> [Aufgaben]:
1. Beantworten Sie anhand des Textauszugs über das Tracken des Blutzuckers die folgenden Fragen:
(a) Wozu könnte das Tracken des Blutzuckers laut dem ersten Satz führen?
(b) Wozu könnten Menschen, die zur Zwanghaftigkeit neigen, versucht sein?
(c) Bei welchen beiden Erkrankungen könnte die permanente Überwachung von Körperfunktionen die Erkrankung zusätzlich befördern?
2. Geben Sie den Textauszug über das Tracken des Blutzuckers zwischen "Das Tracken des" und "Erkrankung zusätzlich befördern.", jeweils einschließlich, wieder und tauschen Sie dabei "Laien" gegen "Nichtfachleute" aus.
3. Erklären Sie in einem bis drei Sätzen, weshalb Laien laut dem Textauszug über das Tracken des Blutzuckers aus den gemessenen Werten falsche Schlüsse ziehen können.

> [Textauszug]:
******************************

Das Tracken des Blutzuckers könnte zu einer ungesunden Fixierung auf die eigene Ernährung führen. Zudem können Laien aus den gemessenen Werten falsche Schlüsse ziehen, denn die Blutzuckerregulation des Körpers inklusive aller möglichen Einflussgrößen ist ausgesprochen komplex. Menschen, die zur Zwanghaftigkeit neigen, könnten versucht sein, den aktuellen Blutzuckerwert ständig nachzuschauen und sich selbst damit im Ernährungs- und sonstigen Verhalten stark einzuschränken und zu belasten. Die permanente Überwachung von Körperfunktionen im Zusammenhang mit der Ernährung könnte bei Menschen mit Magersucht oder Orthorexie deren Erkrankung zusätzlich befördern.

******************************

> [Datensätze]:

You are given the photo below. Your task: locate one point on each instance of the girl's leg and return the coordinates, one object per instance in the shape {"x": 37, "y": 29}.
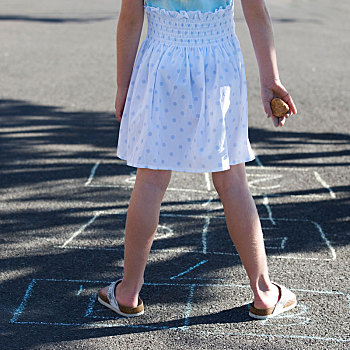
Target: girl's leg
{"x": 141, "y": 226}
{"x": 244, "y": 227}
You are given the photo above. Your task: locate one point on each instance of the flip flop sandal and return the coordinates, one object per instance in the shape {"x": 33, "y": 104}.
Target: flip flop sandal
{"x": 111, "y": 302}
{"x": 286, "y": 302}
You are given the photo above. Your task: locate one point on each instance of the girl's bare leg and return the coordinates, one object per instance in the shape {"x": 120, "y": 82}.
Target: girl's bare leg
{"x": 141, "y": 225}
{"x": 245, "y": 231}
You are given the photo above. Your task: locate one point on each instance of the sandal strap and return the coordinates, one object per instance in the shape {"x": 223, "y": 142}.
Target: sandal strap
{"x": 111, "y": 294}
{"x": 114, "y": 303}
{"x": 286, "y": 295}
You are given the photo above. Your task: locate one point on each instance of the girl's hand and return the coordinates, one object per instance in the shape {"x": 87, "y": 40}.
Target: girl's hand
{"x": 120, "y": 102}
{"x": 268, "y": 92}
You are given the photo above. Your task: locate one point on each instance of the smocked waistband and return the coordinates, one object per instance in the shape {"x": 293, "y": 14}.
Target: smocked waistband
{"x": 190, "y": 28}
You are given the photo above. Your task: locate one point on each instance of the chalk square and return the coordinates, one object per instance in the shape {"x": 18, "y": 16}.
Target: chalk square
{"x": 72, "y": 302}
{"x": 107, "y": 232}
{"x": 311, "y": 319}
{"x": 286, "y": 237}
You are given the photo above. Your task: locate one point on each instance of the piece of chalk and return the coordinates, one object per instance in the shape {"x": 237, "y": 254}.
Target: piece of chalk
{"x": 279, "y": 107}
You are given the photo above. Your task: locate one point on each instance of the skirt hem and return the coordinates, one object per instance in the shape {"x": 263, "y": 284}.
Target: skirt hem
{"x": 186, "y": 170}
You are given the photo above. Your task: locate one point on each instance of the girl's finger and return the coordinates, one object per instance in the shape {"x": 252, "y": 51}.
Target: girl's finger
{"x": 275, "y": 121}
{"x": 267, "y": 108}
{"x": 288, "y": 99}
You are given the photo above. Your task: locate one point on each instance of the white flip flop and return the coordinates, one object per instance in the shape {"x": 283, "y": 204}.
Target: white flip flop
{"x": 286, "y": 302}
{"x": 111, "y": 302}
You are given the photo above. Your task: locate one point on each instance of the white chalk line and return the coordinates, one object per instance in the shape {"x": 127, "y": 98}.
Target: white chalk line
{"x": 208, "y": 202}
{"x": 123, "y": 212}
{"x": 81, "y": 229}
{"x": 92, "y": 174}
{"x": 297, "y": 318}
{"x": 268, "y": 208}
{"x": 192, "y": 286}
{"x": 189, "y": 269}
{"x": 177, "y": 189}
{"x": 189, "y": 305}
{"x": 184, "y": 250}
{"x": 204, "y": 234}
{"x": 324, "y": 184}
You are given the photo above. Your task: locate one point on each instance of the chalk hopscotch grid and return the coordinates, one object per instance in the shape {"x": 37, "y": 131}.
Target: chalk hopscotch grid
{"x": 187, "y": 312}
{"x": 252, "y": 183}
{"x": 207, "y": 218}
{"x": 29, "y": 291}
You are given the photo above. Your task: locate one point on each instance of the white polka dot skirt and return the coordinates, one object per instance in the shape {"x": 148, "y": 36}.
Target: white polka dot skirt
{"x": 186, "y": 108}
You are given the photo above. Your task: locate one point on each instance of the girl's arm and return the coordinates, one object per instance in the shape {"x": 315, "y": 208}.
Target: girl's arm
{"x": 128, "y": 37}
{"x": 260, "y": 28}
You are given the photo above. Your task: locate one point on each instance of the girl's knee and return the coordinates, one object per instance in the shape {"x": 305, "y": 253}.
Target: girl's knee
{"x": 159, "y": 178}
{"x": 235, "y": 176}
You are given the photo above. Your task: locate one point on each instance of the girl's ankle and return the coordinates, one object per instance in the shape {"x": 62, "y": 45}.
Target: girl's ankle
{"x": 267, "y": 298}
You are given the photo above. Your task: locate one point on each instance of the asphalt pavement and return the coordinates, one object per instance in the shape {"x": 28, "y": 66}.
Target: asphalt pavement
{"x": 64, "y": 194}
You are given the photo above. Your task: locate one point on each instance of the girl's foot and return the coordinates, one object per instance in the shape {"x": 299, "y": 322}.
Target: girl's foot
{"x": 122, "y": 296}
{"x": 268, "y": 298}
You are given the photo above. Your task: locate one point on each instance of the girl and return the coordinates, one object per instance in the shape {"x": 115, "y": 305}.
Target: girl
{"x": 183, "y": 107}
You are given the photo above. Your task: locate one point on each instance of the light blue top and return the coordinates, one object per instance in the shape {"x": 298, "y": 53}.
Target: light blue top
{"x": 189, "y": 5}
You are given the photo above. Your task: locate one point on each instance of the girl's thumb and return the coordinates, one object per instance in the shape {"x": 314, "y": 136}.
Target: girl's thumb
{"x": 267, "y": 108}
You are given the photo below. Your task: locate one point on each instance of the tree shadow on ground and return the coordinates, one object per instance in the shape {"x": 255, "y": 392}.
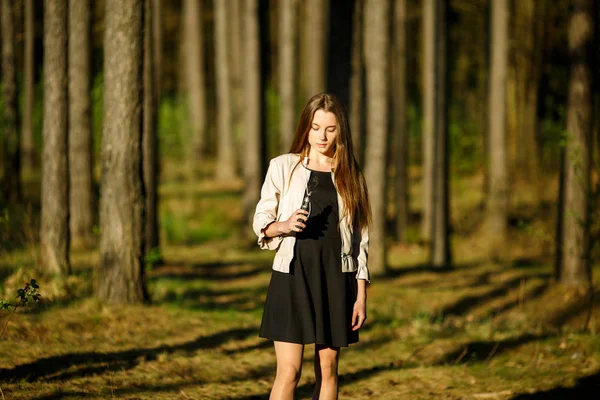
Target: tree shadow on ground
{"x": 214, "y": 271}
{"x": 246, "y": 299}
{"x": 90, "y": 363}
{"x": 585, "y": 388}
{"x": 469, "y": 302}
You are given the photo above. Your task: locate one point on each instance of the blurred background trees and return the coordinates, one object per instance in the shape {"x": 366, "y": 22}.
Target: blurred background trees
{"x": 502, "y": 92}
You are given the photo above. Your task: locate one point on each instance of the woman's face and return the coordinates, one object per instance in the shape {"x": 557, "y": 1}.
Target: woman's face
{"x": 323, "y": 133}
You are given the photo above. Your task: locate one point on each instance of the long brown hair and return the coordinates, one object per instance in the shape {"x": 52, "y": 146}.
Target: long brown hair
{"x": 349, "y": 178}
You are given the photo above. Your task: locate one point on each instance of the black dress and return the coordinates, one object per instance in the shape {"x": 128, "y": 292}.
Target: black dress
{"x": 314, "y": 302}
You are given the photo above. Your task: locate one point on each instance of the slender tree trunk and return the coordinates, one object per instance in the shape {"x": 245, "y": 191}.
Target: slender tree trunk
{"x": 120, "y": 276}
{"x": 12, "y": 156}
{"x": 440, "y": 246}
{"x": 376, "y": 48}
{"x": 497, "y": 202}
{"x": 429, "y": 30}
{"x": 528, "y": 35}
{"x": 356, "y": 82}
{"x": 194, "y": 73}
{"x": 225, "y": 145}
{"x": 80, "y": 126}
{"x": 287, "y": 71}
{"x": 400, "y": 142}
{"x": 253, "y": 109}
{"x": 235, "y": 56}
{"x": 157, "y": 47}
{"x": 149, "y": 139}
{"x": 54, "y": 229}
{"x": 315, "y": 29}
{"x": 576, "y": 268}
{"x": 28, "y": 153}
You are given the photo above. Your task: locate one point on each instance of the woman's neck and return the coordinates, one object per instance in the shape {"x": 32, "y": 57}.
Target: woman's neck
{"x": 321, "y": 161}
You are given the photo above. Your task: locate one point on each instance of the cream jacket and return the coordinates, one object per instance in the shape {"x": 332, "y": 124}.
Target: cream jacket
{"x": 280, "y": 197}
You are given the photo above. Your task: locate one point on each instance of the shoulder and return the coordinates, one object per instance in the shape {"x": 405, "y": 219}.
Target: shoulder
{"x": 285, "y": 159}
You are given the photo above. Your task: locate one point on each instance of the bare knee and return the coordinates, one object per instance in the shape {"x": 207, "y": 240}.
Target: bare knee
{"x": 289, "y": 373}
{"x": 328, "y": 364}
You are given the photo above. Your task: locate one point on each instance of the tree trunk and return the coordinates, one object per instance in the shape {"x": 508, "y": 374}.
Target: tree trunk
{"x": 315, "y": 42}
{"x": 357, "y": 103}
{"x": 440, "y": 246}
{"x": 149, "y": 137}
{"x": 12, "y": 157}
{"x": 287, "y": 71}
{"x": 28, "y": 153}
{"x": 429, "y": 30}
{"x": 120, "y": 276}
{"x": 497, "y": 201}
{"x": 528, "y": 35}
{"x": 157, "y": 48}
{"x": 253, "y": 109}
{"x": 194, "y": 73}
{"x": 80, "y": 126}
{"x": 400, "y": 142}
{"x": 235, "y": 61}
{"x": 225, "y": 145}
{"x": 376, "y": 49}
{"x": 54, "y": 229}
{"x": 575, "y": 268}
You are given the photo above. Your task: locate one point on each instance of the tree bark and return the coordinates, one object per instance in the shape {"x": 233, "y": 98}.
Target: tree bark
{"x": 157, "y": 47}
{"x": 225, "y": 144}
{"x": 497, "y": 201}
{"x": 400, "y": 140}
{"x": 357, "y": 103}
{"x": 287, "y": 71}
{"x": 376, "y": 48}
{"x": 80, "y": 126}
{"x": 429, "y": 30}
{"x": 54, "y": 229}
{"x": 194, "y": 73}
{"x": 28, "y": 153}
{"x": 120, "y": 276}
{"x": 149, "y": 135}
{"x": 12, "y": 156}
{"x": 576, "y": 268}
{"x": 315, "y": 42}
{"x": 253, "y": 109}
{"x": 440, "y": 246}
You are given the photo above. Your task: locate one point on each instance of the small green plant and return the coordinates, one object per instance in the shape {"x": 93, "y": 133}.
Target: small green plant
{"x": 24, "y": 296}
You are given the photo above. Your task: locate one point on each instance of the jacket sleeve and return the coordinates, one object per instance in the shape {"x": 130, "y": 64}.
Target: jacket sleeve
{"x": 363, "y": 255}
{"x": 266, "y": 209}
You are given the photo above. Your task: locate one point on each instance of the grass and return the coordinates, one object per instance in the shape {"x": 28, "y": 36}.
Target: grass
{"x": 482, "y": 330}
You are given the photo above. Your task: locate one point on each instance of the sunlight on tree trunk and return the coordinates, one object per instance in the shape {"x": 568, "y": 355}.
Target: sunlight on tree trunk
{"x": 120, "y": 275}
{"x": 376, "y": 48}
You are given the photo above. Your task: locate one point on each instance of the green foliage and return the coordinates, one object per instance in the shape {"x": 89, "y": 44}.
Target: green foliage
{"x": 30, "y": 292}
{"x": 153, "y": 256}
{"x": 273, "y": 116}
{"x": 212, "y": 224}
{"x": 174, "y": 133}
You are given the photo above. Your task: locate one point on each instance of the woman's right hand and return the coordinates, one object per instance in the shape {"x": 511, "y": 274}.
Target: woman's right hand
{"x": 296, "y": 222}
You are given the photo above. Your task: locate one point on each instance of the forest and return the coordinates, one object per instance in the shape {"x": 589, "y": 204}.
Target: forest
{"x": 134, "y": 139}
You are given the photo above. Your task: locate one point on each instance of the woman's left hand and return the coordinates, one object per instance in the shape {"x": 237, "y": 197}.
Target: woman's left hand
{"x": 359, "y": 315}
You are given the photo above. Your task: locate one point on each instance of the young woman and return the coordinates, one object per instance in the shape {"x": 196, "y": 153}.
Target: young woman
{"x": 317, "y": 292}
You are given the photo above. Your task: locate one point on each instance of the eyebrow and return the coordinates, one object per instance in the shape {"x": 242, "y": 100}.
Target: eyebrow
{"x": 330, "y": 126}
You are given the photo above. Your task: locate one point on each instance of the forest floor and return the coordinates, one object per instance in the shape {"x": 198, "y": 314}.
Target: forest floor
{"x": 479, "y": 330}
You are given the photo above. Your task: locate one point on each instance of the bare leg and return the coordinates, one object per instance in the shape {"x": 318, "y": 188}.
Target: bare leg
{"x": 289, "y": 368}
{"x": 326, "y": 362}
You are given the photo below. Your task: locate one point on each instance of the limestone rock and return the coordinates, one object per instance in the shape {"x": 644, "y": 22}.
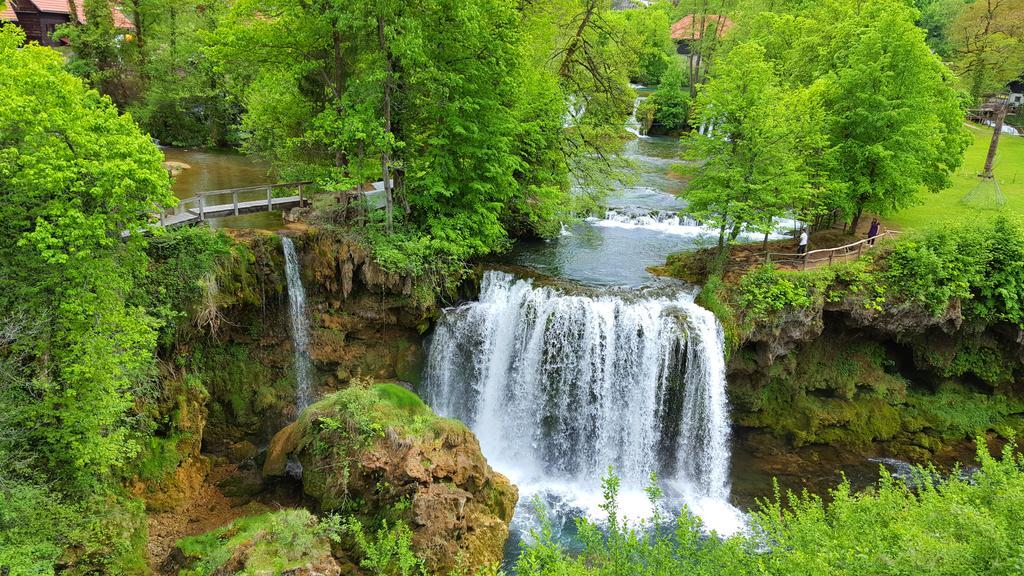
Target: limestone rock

******************************

> [Lösungen]:
1.
(a) Zu einer ungesunden Fixierung auf die eigene Ernährung.
(b) Den aktuellen Blutzuckerwert ständig nachzuschauen und sich damit im Ernährungs- und sonstigen Verhalten stark einzuschränken und zu belasten.
(c) Bei Magersucht und Orthorexie.

2.
Das Tracken des Blutzuckers könnte zu einer ungesunden Fixierung auf die eigene Ernährung führen. Zudem können Nichtfachleute aus den gemessenen Werten falsche Schlüsse ziehen, denn die Blutzuckerregulation des Körpers inklusive aller möglichen Einflussgrößen ist ausgesprochen komplex. Menschen, die zur Zwanghaftigkeit neigen, könnten versucht sein, den aktuellen Blutzuckerwert ständig nachzuschauen und sich selbst damit im Ernährungs- und sonstigen Verhalten stark einzuschränken und zu belasten. Die permanente Überwachung von Körperfunktionen im Zusammenhang mit der Ernährung könnte bei Menschen mit Magersucht oder Orthorexie deren Erkrankung zusätzlich befördern.

3. Laien können falsche Schlüsse ziehen, weil die Blutzuckerregulation des Körpers einschließlich aller möglichen Einflussgrößen ausgesprochen komplex ist.